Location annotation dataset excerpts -
===============

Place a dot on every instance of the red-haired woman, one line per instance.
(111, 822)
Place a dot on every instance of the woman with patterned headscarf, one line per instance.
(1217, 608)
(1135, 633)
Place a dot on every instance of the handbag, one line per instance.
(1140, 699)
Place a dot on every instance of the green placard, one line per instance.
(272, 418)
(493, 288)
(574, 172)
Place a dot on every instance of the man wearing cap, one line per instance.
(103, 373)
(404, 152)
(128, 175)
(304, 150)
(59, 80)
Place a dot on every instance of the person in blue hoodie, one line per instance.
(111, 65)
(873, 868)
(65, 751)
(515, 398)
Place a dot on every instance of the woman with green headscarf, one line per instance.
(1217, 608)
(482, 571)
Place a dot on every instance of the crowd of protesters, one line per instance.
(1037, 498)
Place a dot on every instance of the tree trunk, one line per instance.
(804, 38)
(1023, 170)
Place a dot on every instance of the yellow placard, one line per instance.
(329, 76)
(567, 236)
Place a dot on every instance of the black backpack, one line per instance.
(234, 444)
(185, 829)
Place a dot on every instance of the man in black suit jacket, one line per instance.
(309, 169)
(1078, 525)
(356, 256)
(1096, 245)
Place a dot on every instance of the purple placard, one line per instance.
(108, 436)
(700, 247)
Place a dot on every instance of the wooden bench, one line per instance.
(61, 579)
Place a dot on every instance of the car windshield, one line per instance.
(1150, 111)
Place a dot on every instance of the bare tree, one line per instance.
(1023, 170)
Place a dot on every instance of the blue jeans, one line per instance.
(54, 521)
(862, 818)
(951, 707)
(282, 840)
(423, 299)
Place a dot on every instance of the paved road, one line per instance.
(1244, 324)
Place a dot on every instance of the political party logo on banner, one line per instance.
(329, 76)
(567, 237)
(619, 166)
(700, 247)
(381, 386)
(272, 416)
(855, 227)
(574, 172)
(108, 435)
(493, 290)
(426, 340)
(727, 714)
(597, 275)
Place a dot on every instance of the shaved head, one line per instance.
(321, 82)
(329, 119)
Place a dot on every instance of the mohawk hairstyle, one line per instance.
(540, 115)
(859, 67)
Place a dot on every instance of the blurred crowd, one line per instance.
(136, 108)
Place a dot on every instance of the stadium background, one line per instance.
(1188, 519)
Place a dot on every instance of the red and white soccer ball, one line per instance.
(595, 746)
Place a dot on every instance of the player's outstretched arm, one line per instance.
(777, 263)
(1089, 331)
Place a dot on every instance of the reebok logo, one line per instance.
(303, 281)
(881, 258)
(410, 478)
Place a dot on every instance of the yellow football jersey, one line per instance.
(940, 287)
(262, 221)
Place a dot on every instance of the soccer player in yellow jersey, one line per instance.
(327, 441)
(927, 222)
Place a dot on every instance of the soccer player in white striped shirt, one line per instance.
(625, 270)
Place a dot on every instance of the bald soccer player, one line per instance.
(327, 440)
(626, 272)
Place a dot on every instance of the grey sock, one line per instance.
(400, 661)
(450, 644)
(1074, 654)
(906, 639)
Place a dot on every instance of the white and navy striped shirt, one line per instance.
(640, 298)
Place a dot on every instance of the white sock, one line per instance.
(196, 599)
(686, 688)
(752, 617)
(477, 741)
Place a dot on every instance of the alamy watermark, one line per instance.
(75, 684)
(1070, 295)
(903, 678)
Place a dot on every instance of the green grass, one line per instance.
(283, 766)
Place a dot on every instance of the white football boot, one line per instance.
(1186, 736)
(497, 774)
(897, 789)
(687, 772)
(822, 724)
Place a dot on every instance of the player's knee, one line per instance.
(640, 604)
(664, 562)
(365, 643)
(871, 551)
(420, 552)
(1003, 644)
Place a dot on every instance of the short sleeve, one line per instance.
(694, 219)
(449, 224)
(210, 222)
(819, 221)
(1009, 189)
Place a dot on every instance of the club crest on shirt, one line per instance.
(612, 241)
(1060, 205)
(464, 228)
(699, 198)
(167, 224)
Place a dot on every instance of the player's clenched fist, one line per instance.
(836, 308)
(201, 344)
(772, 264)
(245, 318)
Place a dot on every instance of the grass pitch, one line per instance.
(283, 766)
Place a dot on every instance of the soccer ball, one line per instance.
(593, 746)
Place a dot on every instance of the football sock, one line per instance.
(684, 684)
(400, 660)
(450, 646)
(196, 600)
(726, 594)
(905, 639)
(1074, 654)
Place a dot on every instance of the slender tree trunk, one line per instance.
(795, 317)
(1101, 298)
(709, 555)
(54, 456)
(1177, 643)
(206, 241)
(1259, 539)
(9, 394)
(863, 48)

===============

AIM -
Convert the stretch of material above, from the line containing "Place a dot on every instance of the slender" through the end of the material, into a Markdown table with the columns Row and Line. Give each line its own numbered row, and leave out blank lines.

THE REPLY -
| Row | Line |
|---|---|
| 1 | Place a dot on every instance of the slender tree trunk, one line per instance. |
| 2 | (795, 317) |
| 3 | (1101, 298) |
| 4 | (709, 555) |
| 5 | (54, 456) |
| 6 | (1177, 643) |
| 7 | (206, 241) |
| 8 | (1259, 539) |
| 9 | (9, 394) |
| 10 | (863, 48) |